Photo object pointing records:
########

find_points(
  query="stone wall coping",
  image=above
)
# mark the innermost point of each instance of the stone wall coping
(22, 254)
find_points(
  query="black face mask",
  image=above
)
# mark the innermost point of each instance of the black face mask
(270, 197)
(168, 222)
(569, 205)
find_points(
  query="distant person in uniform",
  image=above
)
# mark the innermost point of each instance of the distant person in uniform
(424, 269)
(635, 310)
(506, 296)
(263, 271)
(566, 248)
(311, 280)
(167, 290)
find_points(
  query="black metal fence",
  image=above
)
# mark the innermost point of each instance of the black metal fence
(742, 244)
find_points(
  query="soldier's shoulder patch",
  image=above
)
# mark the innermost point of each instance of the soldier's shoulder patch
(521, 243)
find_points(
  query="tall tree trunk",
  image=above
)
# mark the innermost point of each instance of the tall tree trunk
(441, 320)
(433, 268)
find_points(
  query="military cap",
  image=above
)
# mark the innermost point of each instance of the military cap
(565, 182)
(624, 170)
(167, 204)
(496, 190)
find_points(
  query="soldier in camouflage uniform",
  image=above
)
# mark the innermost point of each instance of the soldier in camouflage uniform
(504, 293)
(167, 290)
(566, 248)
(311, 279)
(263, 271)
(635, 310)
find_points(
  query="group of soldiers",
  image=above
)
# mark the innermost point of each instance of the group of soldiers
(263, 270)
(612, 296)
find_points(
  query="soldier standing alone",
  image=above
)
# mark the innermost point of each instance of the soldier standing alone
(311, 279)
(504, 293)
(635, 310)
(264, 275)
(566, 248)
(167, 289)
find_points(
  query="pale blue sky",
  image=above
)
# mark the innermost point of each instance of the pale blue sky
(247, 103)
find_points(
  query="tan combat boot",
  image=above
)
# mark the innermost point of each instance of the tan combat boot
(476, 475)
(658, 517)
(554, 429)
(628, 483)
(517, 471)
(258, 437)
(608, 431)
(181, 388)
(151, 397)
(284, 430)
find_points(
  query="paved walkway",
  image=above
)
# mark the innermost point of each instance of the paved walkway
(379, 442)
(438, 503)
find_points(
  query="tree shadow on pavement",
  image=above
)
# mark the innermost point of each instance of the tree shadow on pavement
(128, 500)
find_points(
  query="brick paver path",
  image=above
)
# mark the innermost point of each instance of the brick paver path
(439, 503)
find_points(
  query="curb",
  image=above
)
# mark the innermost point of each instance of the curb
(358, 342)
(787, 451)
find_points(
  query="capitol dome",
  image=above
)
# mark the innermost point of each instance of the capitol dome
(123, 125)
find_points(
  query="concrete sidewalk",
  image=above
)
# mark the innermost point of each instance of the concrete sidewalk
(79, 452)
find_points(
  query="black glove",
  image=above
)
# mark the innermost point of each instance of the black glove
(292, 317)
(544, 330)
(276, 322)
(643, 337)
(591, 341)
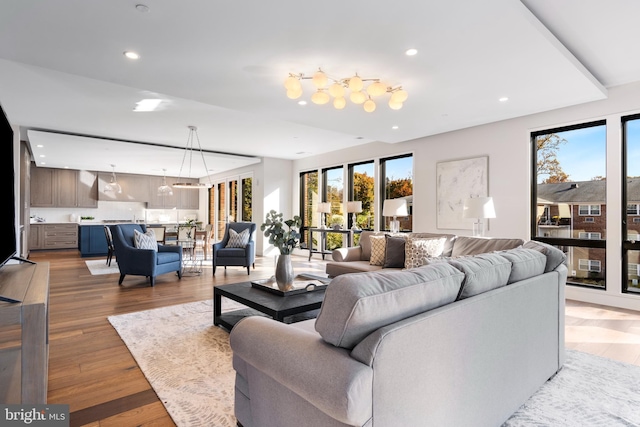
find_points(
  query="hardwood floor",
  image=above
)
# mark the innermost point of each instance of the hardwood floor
(91, 369)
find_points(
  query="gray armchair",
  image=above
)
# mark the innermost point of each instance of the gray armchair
(143, 262)
(242, 257)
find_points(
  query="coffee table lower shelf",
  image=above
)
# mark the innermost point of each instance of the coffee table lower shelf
(289, 309)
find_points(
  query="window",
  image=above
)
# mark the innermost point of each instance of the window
(333, 193)
(589, 265)
(569, 165)
(247, 199)
(588, 235)
(589, 210)
(361, 188)
(308, 203)
(397, 182)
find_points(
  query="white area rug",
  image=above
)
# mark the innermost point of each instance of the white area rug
(99, 266)
(187, 360)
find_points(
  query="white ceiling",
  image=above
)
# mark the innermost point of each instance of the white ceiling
(221, 66)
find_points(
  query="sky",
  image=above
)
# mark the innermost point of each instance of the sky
(583, 156)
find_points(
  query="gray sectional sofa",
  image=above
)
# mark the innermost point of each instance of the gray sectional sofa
(357, 259)
(461, 341)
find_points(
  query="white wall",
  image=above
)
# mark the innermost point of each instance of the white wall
(507, 144)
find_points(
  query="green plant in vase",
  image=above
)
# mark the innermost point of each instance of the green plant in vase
(284, 235)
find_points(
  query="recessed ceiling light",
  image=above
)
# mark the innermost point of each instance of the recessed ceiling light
(147, 104)
(131, 55)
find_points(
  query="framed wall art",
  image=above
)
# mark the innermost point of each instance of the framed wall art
(456, 181)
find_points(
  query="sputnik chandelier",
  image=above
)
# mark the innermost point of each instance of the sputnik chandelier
(327, 87)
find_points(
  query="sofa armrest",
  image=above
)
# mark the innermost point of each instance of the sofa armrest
(300, 360)
(347, 254)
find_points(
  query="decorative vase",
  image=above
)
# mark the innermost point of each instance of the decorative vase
(284, 272)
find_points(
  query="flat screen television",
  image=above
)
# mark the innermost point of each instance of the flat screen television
(8, 241)
(8, 244)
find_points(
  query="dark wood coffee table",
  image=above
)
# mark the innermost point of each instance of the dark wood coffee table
(287, 309)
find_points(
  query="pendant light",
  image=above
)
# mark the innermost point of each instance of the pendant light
(188, 151)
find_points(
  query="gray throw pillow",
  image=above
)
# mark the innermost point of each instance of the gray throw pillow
(555, 256)
(394, 252)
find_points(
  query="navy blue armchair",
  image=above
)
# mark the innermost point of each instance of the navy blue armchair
(143, 262)
(242, 257)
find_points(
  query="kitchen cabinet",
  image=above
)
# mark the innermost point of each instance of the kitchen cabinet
(53, 236)
(63, 188)
(36, 236)
(93, 242)
(135, 188)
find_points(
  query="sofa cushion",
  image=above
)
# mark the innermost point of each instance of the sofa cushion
(555, 256)
(525, 263)
(365, 243)
(448, 245)
(418, 251)
(334, 269)
(394, 251)
(145, 240)
(465, 245)
(357, 304)
(482, 272)
(377, 250)
(238, 240)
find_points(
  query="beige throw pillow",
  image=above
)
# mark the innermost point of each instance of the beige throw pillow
(378, 245)
(419, 251)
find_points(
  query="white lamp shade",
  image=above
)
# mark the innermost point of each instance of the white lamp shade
(354, 207)
(324, 207)
(395, 207)
(479, 207)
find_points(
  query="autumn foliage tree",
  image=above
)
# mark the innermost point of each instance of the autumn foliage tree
(547, 147)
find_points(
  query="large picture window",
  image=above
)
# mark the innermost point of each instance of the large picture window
(397, 183)
(569, 198)
(308, 203)
(362, 189)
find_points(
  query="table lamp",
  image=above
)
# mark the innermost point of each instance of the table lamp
(323, 208)
(354, 208)
(479, 208)
(395, 208)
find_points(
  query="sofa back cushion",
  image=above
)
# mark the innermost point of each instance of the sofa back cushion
(482, 272)
(525, 263)
(465, 245)
(448, 244)
(357, 304)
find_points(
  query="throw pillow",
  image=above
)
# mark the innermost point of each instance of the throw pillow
(394, 251)
(146, 240)
(419, 251)
(238, 240)
(377, 250)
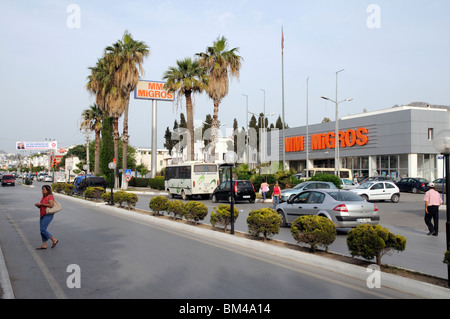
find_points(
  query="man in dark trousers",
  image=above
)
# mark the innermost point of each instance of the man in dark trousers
(432, 201)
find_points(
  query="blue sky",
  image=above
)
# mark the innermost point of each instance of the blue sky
(44, 63)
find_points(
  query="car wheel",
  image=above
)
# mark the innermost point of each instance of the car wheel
(283, 218)
(395, 198)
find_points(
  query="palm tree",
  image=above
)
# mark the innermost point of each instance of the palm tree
(108, 98)
(126, 58)
(220, 63)
(93, 120)
(186, 78)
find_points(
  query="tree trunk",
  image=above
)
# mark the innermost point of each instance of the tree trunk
(190, 124)
(116, 150)
(215, 129)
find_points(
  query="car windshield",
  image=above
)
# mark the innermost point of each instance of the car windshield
(346, 196)
(299, 186)
(365, 185)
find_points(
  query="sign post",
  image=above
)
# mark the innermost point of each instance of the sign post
(154, 91)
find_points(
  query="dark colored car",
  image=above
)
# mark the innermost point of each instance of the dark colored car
(8, 180)
(243, 190)
(413, 184)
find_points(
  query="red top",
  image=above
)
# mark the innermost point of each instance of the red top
(276, 191)
(45, 200)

########

### OBJECTIVE
Count the lines of the records above that contain the string "decorative", matching case exactly. Reply with the number alone.

### CORRECT RESPONSE
2